EXERCISE DIRECTIONS:
Copy out only those lines running from the line with "dry yellow grass" to the end of the listing, keeping each one exactly as it is.

SUPPLIED DATA:
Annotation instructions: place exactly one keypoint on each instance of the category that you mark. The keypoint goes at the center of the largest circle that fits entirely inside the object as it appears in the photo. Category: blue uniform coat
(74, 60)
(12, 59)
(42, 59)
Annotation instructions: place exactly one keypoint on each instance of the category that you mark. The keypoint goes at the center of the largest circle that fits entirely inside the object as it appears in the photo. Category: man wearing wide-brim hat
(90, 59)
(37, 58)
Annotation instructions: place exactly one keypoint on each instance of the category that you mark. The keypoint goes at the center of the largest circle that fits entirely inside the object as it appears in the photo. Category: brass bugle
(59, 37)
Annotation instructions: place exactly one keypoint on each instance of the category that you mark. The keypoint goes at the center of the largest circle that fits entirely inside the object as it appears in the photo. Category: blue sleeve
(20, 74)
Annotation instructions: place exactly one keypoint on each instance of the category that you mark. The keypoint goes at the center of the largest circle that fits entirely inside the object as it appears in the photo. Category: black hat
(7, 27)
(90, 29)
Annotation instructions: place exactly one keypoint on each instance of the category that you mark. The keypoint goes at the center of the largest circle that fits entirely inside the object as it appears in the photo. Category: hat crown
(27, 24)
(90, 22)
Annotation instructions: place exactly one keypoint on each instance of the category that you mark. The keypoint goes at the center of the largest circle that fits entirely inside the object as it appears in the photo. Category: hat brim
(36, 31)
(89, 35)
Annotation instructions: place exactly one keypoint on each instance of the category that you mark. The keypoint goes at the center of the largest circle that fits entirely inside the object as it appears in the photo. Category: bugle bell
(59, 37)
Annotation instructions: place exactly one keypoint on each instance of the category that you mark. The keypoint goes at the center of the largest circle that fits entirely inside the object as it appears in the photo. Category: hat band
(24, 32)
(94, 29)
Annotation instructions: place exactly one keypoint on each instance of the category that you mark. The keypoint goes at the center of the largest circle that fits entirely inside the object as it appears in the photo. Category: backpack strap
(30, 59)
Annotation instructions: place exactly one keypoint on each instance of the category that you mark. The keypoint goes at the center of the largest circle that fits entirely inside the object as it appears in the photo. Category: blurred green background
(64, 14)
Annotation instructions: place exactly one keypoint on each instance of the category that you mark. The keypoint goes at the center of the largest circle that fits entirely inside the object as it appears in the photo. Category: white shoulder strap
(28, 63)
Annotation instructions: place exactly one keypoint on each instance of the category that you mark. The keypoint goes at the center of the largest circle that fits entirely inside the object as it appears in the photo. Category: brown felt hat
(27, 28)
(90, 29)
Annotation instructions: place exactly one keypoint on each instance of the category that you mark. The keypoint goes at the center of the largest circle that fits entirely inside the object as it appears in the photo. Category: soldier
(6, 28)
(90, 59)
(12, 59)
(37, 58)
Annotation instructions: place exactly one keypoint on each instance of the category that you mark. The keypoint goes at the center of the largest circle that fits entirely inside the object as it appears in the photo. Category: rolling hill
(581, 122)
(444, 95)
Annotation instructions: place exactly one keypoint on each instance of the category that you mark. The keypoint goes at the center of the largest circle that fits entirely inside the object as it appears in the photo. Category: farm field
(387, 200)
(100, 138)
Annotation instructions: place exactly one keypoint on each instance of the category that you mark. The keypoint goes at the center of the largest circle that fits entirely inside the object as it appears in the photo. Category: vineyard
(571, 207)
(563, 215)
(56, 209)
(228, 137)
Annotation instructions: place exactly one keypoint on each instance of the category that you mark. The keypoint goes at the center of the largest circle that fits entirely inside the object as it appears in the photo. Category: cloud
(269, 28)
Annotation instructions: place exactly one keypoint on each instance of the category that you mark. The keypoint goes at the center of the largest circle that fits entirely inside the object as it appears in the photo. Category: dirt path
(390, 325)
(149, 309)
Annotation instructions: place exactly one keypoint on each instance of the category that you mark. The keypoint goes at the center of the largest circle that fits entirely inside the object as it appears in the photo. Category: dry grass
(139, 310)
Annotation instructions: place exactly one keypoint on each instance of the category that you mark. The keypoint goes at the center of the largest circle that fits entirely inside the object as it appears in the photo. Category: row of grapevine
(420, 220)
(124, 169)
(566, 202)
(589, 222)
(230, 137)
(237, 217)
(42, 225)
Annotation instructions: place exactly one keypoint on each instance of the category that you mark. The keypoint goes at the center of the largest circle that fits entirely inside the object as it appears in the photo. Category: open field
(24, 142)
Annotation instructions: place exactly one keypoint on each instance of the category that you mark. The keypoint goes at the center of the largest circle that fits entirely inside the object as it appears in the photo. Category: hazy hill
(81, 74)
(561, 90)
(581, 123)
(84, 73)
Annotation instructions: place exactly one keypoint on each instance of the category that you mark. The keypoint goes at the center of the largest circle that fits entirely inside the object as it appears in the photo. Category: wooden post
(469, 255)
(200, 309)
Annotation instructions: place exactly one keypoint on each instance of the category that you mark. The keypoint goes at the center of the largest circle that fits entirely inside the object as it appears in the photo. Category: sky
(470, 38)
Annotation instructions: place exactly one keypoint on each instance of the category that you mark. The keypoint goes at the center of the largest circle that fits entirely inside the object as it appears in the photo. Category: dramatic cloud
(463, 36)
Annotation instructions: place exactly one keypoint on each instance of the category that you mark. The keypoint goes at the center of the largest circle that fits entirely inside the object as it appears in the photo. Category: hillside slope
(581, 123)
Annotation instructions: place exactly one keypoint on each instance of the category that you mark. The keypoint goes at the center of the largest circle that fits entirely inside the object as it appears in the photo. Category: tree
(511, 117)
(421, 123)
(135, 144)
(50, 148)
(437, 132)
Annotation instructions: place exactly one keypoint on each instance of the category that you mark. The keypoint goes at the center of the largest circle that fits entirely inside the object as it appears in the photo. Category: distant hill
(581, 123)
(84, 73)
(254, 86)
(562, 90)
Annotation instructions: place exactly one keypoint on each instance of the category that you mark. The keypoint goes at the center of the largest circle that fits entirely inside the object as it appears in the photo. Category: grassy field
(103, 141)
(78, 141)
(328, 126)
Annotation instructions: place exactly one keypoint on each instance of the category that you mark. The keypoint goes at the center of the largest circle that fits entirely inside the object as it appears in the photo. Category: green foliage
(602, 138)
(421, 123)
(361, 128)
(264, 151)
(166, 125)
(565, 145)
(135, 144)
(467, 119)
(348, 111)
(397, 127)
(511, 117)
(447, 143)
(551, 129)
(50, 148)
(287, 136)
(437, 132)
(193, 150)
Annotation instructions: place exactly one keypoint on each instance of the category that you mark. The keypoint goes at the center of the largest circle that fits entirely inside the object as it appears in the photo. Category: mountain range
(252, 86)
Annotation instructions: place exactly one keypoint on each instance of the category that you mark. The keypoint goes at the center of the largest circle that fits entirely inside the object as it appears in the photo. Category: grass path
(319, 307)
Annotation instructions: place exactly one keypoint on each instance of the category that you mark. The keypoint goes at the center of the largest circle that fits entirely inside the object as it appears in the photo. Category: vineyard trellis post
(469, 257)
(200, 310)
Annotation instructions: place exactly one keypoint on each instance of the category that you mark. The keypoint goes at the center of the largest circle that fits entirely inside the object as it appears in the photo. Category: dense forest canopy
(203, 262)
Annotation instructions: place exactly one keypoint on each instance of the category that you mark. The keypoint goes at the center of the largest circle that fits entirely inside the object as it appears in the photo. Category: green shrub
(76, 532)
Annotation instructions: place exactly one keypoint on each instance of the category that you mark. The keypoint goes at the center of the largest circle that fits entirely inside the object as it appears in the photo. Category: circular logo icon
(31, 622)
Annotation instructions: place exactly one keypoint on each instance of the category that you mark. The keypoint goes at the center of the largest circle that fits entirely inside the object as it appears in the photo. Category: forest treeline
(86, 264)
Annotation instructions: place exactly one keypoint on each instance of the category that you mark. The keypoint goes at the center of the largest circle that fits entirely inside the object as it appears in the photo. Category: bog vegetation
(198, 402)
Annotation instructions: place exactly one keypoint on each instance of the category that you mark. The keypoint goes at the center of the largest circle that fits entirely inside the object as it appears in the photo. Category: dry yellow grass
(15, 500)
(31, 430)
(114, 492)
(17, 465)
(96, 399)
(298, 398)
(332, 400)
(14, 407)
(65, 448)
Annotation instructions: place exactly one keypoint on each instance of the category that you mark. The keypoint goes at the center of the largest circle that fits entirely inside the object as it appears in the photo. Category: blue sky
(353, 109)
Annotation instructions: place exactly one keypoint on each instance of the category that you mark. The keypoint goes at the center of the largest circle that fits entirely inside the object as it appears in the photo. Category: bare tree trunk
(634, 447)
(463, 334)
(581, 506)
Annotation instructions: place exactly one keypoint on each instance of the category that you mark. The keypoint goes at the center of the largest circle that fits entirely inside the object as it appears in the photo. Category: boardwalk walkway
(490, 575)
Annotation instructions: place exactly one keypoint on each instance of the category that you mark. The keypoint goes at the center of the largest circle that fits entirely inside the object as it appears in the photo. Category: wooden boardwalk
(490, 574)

RESPONSE TO THE TASK:
Annotation instructions: place exactly one keypoint on each instance of the category that you mark. The keypoint goes at the center of the largest circle that fits entirely inside the object as it appears in the photo. Category: dry yellow grass
(15, 500)
(31, 430)
(114, 492)
(17, 465)
(96, 399)
(298, 398)
(332, 400)
(14, 407)
(65, 448)
Annotation instructions: place exactly one keypoint on each instance of the category that you mark. The keypoint goes at the center of the largest circle that fits entirely inside the object as it appears in the photo. Category: blue sky
(353, 109)
Annotation instructions: place exactly one keypoint on each instance of the category that you mark. The keypoint goes at the center of the largest circle that fits entirely inside the object as it appears in the photo. Category: bare tree trunk
(634, 447)
(463, 334)
(581, 506)
Annotation instructions: place exactly one keypoint on each instance of the category that you mark. The keypoint goes at the center of the largest circle that fits entirely inside the object as it appears in the photo. Category: boardwalk walkway
(490, 575)
Annotation instructions: place exactly one keypoint on each instance of the category that you mark. The keypoint goes at the center of the largest circle that fits entirely inside the object as it appears in the photo. Category: wooden boardwalk
(490, 574)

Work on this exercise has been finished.